Source data:

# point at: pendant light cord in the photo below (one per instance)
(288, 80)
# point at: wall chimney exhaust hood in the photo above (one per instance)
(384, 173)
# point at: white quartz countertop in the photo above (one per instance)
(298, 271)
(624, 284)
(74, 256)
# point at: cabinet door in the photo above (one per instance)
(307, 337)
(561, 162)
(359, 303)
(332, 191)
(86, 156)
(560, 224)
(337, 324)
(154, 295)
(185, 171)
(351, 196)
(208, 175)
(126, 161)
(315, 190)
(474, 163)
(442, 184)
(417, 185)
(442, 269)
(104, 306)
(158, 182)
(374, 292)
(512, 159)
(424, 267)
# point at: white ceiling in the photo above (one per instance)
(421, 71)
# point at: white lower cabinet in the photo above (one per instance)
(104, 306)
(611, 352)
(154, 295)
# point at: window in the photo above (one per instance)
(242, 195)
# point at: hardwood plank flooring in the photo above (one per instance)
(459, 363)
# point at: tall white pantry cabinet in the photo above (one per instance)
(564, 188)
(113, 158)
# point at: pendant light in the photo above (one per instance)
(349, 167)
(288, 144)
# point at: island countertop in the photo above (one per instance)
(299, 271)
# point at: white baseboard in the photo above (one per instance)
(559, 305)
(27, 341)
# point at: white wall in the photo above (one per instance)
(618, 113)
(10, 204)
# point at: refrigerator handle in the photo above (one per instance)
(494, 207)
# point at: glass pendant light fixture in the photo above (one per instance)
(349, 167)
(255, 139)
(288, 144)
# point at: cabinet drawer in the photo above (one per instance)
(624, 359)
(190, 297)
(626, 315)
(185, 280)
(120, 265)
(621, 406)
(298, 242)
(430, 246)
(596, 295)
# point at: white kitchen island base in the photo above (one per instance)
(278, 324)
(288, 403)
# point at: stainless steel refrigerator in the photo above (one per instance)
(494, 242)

> _Request_:
Retype exactly the lines from the one containing "# point at: white ceiling" through the last line of the records above, including both.

> _Output of the task_:
# point at: white ceiling in the photo above (one per instance)
(421, 71)
# point at: white lower cabinet in the photo above (one per instance)
(104, 306)
(611, 352)
(154, 295)
# point at: window in the photo above (one per instance)
(242, 195)
# point at: hardwood plank flooring in the photo above (one per instance)
(459, 363)
# point at: tall white pantry cabinet in the photo above (one per instance)
(564, 188)
(113, 158)
# point at: pendant light in the photo above (one per instance)
(349, 167)
(288, 144)
# point at: island countertop in the photo above (one per instance)
(299, 271)
# point at: white baseboard in the photo above (one per instance)
(559, 305)
(27, 341)
# point at: white wall in the photo above (one per instance)
(618, 113)
(10, 204)
# point at: refrigerator handle in the photo above (one per instance)
(494, 207)
# point at: glass pendant light fixture in the photo above (one per instance)
(349, 167)
(255, 139)
(288, 144)
# point at: cabinet drawer in the photo above (one per instance)
(624, 359)
(190, 297)
(626, 315)
(185, 280)
(120, 265)
(621, 406)
(298, 242)
(430, 246)
(596, 295)
# point at: white kitchen island base in the photo above (one per instance)
(278, 324)
(288, 403)
# point at: stainless steel refrigerator in the photo above (one per instance)
(494, 242)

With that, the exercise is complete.